Written task a: Which lines of the records contain the word "measured"? Gather each of them and copy it in full.

Khalisani Mahavidyalaya is one of the oldest college in Chandannagar,  in the Hooghly district, West Bengal, India. It offers undergraduate courses in arts, commerce and sciences.

History
The institution was established on 1 September 1970 to cater to the educational and cultural needs for the people of a locality stretching to the rural neighborhood in the western fringe of the town of Chandannagar. The establishment was possible because of the initiative taken by some pious and philanthropic persons. In the initial years of the journey the college achieved the recognition of the UGC under 2F and 12B, and got the affiliation under the University of Burdwan. The early years witnessed the excellence of the College in National Service Scheme and in the establishment of Hooghly District Blood Donors Society. From the last two decades of the last century Khalisani Mahavidyalaya have expanded their horizon and introduced various subjects in both Honors and General courses in B.A., B.Com. and B.Sc. streams. The College is now providing 12 Honors courses, apart from four courses in the general stream to almost 1000 students for each session, who come from a large feeder zone comprising the urban settlements like Chandannagar, Chinsurah, Bandel, and the rural areas of Singur. Majority of the students passed from the institutions are at present well established citizens in various facets of professions. It is affiliated to University of Burdwan.

Records for this exercise:
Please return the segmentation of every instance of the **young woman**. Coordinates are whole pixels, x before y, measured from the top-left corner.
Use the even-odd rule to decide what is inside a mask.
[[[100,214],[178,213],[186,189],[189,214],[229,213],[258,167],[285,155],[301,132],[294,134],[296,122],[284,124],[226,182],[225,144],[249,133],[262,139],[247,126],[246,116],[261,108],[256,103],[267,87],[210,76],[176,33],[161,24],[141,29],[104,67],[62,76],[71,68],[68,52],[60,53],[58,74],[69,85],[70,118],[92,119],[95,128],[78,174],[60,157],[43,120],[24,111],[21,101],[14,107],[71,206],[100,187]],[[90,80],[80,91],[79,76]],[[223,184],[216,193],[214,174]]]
...
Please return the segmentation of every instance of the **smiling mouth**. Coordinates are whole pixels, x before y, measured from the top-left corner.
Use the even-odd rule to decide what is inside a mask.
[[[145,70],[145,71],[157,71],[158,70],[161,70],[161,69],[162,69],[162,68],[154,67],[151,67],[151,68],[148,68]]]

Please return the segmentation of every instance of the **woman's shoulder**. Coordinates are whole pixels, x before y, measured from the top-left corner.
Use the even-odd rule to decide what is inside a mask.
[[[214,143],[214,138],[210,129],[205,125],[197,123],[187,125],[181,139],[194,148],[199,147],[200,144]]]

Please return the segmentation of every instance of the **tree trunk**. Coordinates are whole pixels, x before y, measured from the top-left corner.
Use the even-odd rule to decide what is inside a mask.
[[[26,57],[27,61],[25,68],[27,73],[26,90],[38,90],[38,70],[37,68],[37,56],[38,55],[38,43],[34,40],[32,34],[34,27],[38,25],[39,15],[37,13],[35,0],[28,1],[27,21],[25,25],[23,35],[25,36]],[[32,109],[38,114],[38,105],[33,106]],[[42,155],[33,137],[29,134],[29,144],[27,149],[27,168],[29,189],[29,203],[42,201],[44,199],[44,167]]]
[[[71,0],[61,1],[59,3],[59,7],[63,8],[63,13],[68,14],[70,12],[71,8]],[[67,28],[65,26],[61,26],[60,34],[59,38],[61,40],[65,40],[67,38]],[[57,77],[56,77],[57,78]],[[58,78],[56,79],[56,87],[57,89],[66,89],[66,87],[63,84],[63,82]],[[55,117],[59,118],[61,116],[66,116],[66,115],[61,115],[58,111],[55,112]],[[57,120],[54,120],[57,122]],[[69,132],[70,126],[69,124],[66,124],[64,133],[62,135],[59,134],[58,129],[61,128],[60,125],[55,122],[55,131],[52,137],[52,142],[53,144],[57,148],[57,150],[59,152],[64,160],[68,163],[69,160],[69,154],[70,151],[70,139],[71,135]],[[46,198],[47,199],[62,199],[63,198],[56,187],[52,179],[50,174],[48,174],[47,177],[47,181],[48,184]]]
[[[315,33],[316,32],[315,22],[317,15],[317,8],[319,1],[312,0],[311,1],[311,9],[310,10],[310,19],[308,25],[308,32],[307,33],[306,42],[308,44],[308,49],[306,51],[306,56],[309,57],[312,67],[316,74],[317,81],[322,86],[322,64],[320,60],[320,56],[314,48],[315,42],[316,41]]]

Written task b: Repeat the passage about Khalisani Mahavidyalaya word for word, from "Khalisani Mahavidyalaya is" to "commerce and sciences.".

Problem solution a:
Please return the segmentation of every instance of the **young woman**. Coordinates are whole pixels, x before y, measured from the top-left corner.
Please return the segmentation of every instance of the **smiling mouth**. Coordinates are whole pixels, x before y, measured from the top-left corner.
Please return the segmentation of every instance of the **woman's shoulder**. Coordinates are whole pixels, x before y, measured from the top-left corner.
Please return the segmentation of every instance of the **tree trunk**. Coordinates are whole pixels, x before y, measured from the top-left corner.

Problem solution b:
Khalisani Mahavidyalaya is one of the oldest college in Chandannagar,  in the Hooghly district, West Bengal, India. It offers undergraduate courses in arts, commerce and sciences.